TASK REQUIREMENTS: Rewrite the part of the records below that opens with the line containing "Highlight dog's eye." and closes with the line containing "xmin=500 ymin=649 xmax=557 ymax=670", putting "Locate" in place of "Highlight" and changing nothing else.

──────── DATA SHOWN

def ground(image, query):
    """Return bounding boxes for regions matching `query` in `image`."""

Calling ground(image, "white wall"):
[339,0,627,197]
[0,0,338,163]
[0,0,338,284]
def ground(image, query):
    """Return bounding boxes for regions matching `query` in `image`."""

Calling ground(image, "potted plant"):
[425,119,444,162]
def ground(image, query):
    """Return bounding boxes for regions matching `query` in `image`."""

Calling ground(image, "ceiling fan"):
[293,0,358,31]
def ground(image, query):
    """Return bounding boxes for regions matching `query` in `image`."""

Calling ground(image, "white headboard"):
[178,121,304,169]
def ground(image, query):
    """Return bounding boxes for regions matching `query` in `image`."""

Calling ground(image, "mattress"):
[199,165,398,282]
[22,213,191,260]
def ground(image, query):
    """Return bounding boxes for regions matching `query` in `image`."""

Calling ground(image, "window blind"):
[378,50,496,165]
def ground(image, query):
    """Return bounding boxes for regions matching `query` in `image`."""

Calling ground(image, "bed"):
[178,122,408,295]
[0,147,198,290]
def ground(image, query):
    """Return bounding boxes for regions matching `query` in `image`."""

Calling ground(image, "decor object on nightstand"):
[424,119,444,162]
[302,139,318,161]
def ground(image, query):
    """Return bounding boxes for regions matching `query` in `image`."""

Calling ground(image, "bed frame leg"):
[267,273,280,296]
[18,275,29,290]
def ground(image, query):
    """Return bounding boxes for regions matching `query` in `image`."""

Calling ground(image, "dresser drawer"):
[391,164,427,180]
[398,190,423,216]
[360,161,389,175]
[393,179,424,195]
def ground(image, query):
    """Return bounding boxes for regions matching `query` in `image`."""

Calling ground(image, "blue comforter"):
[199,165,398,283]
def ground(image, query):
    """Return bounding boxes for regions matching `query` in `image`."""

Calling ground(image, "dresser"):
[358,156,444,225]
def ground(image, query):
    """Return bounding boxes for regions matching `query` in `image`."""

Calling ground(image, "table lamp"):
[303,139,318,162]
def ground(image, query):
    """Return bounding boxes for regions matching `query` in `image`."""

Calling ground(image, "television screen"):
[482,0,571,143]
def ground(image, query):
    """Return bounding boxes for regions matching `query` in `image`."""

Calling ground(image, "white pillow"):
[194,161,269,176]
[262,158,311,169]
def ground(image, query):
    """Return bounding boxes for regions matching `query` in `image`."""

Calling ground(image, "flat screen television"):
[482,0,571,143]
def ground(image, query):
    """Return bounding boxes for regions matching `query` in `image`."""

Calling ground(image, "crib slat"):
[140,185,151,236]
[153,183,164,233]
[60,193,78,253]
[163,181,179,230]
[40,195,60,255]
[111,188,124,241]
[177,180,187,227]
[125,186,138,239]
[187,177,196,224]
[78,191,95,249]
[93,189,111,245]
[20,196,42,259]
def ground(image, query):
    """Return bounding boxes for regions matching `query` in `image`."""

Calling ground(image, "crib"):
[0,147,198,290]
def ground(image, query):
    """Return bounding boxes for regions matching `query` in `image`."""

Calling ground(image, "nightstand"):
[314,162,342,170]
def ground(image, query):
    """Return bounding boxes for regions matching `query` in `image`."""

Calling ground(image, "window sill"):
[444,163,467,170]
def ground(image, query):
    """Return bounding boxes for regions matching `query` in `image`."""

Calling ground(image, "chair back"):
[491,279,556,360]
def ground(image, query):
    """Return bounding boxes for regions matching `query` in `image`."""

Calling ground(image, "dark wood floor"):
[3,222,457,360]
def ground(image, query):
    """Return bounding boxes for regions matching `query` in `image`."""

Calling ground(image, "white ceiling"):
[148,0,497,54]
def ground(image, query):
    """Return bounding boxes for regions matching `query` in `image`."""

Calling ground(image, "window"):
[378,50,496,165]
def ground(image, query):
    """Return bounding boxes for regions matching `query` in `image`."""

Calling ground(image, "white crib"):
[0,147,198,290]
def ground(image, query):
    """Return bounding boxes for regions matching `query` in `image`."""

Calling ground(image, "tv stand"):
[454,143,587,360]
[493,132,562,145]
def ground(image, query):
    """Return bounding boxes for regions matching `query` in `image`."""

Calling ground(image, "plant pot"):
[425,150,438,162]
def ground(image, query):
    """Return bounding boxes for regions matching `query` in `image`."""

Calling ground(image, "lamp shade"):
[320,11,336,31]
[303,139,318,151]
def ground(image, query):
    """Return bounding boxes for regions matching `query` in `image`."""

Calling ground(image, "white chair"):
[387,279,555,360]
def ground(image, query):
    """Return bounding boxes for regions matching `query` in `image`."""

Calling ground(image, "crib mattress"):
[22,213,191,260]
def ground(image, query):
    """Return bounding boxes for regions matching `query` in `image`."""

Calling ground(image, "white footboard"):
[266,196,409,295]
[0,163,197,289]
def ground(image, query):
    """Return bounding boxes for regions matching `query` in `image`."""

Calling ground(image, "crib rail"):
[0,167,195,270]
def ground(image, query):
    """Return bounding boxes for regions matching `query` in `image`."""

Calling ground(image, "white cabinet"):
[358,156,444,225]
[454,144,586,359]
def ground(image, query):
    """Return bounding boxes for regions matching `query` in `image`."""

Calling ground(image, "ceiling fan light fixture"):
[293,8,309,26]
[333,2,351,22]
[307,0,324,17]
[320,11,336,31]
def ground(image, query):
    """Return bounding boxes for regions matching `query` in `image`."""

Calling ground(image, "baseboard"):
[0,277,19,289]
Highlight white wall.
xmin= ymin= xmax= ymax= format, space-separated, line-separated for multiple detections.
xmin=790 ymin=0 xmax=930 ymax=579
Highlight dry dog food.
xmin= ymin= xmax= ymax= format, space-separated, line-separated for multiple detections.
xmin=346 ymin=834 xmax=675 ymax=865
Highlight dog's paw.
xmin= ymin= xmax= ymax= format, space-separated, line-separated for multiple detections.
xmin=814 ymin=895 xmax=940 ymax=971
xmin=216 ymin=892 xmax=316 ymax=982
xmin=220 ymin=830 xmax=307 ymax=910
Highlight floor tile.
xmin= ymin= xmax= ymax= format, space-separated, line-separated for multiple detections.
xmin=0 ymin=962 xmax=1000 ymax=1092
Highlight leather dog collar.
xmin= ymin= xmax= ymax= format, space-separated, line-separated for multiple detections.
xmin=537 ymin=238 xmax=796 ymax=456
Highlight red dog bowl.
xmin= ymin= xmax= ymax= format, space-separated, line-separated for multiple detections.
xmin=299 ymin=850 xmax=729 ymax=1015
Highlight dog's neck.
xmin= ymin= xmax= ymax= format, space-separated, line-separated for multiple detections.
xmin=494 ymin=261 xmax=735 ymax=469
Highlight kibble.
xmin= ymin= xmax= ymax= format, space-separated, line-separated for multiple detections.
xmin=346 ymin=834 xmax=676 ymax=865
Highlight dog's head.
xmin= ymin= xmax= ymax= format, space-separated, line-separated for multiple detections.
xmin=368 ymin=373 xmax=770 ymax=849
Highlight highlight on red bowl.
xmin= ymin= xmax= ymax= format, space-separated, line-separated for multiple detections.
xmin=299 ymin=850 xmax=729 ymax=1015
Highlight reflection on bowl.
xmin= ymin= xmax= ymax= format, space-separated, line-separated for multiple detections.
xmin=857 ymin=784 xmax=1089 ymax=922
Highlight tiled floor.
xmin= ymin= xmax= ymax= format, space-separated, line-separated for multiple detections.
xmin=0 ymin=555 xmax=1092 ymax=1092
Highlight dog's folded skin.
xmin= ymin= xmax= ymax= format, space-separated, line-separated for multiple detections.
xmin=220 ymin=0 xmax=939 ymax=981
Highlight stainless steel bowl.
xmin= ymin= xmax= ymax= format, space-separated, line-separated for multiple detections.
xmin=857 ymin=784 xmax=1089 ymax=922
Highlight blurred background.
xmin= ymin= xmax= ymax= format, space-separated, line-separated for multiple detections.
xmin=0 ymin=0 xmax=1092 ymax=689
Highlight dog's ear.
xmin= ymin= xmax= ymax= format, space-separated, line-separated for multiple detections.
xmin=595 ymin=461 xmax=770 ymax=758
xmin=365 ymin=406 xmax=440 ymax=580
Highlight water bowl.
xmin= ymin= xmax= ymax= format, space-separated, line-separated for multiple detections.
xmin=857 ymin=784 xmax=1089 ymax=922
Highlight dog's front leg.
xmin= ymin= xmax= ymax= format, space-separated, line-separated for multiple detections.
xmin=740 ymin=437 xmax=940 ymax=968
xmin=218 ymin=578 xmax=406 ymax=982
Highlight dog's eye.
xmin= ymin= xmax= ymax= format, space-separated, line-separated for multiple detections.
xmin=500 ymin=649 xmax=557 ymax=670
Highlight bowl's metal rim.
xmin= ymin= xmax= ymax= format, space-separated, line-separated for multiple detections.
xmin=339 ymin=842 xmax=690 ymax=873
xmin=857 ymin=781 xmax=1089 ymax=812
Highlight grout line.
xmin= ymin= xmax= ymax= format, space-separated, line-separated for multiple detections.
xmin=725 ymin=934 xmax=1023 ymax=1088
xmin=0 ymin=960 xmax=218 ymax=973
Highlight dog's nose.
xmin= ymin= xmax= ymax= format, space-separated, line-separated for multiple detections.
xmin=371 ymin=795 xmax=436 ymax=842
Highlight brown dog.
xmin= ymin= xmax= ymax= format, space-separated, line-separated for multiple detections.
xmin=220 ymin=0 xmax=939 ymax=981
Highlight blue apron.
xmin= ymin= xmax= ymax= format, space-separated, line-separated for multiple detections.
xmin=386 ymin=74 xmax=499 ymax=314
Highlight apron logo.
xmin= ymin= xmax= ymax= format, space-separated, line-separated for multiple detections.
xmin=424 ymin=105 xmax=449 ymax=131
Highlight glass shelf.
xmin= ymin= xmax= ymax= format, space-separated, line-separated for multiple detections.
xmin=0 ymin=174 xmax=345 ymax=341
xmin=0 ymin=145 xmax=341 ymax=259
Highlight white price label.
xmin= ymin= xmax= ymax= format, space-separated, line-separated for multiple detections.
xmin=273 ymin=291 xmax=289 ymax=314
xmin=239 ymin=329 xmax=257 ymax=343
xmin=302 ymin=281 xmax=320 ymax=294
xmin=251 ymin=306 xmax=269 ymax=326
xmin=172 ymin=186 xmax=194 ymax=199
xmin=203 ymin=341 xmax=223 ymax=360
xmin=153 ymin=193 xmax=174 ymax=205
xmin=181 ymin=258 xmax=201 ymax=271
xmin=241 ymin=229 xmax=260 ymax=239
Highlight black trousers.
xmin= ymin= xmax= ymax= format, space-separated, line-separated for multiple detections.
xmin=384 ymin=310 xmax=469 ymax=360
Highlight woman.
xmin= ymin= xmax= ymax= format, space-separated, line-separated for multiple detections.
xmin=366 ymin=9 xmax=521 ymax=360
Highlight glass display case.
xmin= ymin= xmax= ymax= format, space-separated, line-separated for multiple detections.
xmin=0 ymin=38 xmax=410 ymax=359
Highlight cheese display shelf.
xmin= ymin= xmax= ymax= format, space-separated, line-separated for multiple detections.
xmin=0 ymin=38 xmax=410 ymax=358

────────────────

WRITTEN SOLUTION:
Locate dog's eye.
xmin= ymin= xmax= ymax= format, space-separated, line-separated for multiple detections.
xmin=500 ymin=649 xmax=557 ymax=670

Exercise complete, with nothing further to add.